*** ENTRIES SHOWN Section Begins ***

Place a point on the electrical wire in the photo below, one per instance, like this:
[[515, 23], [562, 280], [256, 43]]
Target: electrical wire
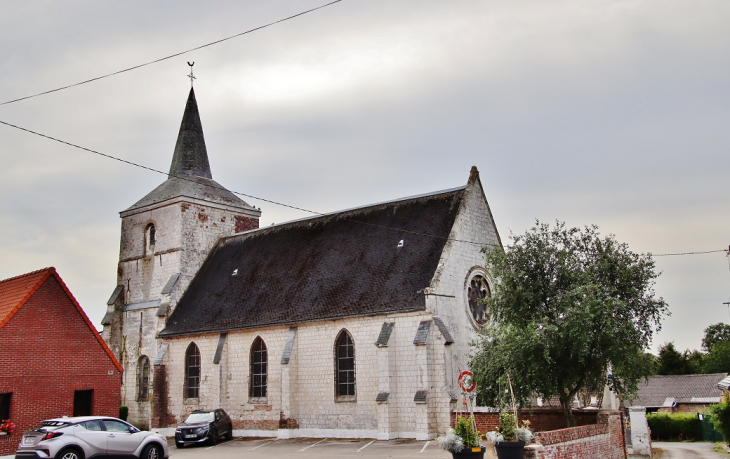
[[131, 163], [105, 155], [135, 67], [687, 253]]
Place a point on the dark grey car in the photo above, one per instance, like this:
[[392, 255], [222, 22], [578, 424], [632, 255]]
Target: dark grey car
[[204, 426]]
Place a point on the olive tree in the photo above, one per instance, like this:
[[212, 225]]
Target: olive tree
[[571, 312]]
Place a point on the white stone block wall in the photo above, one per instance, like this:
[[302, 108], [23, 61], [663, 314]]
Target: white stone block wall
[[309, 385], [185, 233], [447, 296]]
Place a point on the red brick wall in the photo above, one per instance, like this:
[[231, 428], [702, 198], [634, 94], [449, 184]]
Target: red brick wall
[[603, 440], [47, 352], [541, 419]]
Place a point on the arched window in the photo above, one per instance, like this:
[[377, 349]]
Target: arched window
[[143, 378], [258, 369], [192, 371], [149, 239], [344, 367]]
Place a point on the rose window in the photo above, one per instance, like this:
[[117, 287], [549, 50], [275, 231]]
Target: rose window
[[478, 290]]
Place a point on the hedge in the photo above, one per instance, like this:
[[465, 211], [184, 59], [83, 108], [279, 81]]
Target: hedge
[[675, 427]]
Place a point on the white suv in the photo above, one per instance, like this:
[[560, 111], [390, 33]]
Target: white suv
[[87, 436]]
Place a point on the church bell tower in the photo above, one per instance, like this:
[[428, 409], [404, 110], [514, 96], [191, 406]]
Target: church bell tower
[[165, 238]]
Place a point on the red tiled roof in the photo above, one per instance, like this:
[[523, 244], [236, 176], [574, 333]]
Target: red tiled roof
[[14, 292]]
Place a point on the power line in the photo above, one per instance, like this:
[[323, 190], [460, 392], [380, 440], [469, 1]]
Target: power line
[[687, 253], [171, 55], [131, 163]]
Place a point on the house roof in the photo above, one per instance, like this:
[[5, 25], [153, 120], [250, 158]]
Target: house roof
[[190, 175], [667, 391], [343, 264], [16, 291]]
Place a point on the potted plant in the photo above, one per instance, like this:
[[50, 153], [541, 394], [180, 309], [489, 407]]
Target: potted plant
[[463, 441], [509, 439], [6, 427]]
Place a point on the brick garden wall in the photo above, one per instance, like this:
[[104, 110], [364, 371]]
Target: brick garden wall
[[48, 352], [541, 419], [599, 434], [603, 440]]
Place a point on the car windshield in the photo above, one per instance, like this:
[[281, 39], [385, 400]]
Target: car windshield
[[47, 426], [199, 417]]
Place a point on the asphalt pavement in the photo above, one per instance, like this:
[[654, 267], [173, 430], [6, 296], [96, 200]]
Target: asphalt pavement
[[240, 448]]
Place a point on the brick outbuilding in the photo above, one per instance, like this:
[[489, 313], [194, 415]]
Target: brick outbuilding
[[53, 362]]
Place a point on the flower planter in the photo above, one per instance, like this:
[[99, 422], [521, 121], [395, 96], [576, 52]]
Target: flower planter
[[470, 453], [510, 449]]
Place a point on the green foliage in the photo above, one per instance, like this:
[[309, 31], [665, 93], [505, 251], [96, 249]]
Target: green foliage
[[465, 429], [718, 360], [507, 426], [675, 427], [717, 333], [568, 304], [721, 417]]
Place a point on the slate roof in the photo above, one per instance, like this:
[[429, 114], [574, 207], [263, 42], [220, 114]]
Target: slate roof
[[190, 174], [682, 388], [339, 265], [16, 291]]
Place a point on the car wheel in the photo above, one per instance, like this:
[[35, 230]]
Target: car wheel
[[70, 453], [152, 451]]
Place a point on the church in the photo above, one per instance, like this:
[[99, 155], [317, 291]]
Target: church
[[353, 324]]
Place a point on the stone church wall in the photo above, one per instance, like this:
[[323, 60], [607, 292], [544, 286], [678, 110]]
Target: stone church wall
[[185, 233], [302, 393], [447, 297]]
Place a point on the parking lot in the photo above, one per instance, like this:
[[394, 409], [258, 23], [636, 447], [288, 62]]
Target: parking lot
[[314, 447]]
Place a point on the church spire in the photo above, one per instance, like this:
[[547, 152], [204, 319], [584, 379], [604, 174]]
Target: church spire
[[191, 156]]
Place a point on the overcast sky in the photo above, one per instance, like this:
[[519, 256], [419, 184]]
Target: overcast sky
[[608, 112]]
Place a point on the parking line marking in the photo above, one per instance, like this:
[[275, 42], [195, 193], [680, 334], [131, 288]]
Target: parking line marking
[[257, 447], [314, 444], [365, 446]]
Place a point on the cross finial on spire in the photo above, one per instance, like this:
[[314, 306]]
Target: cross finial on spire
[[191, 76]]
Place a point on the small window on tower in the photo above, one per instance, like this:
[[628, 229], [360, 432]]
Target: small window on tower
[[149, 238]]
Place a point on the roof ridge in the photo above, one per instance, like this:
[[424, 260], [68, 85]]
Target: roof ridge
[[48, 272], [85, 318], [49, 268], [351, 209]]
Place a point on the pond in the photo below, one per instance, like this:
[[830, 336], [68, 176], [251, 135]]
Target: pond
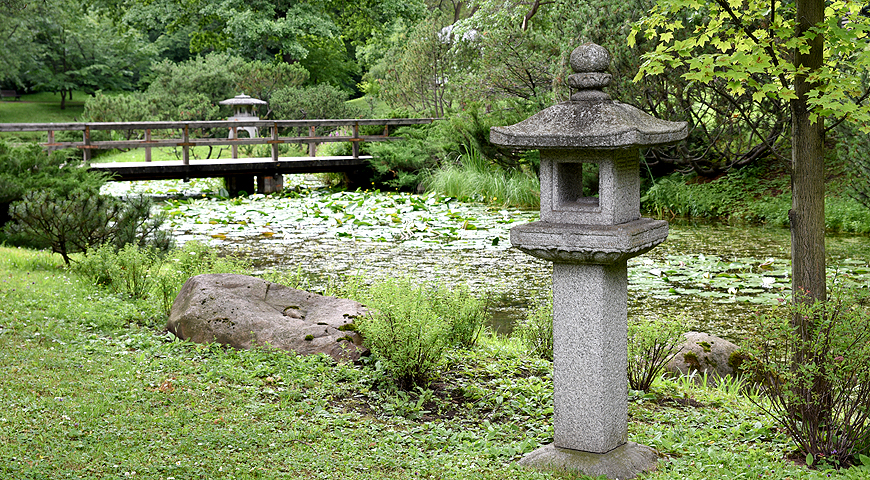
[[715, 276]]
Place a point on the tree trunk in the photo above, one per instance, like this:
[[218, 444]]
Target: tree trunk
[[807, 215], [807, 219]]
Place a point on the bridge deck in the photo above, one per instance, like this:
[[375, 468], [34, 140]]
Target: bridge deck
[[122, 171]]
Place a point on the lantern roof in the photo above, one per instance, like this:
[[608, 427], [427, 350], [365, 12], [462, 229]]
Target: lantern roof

*** ENTRIES SHOWN Section Ends ***

WHAT YOU ARE ASKED TO DO = In the answer, give only the lines from the top of the data above through the line with "Place a point on the white stone", reproduced exactly; no picture may appear.

WRITTEN ANSWER =
Place a point on the electrical wire in the photo below, one per instance, like this:
[[515, 23], [562, 280], [256, 43]]
Target: electrical wire
[[131, 163], [105, 155], [135, 67], [687, 253]]
Place a point on the dark grey car in the photo above, one per instance, like this:
[[392, 255], [222, 22], [578, 424], [632, 255]]
Target: dark grey car
[[204, 426]]
Place a point on the olive tree in the photo above, one per instance, like this:
[[212, 225]]
Target: olive tree
[[571, 312]]
Place a point on the white stone block wall in the photo above, one per instance, like this:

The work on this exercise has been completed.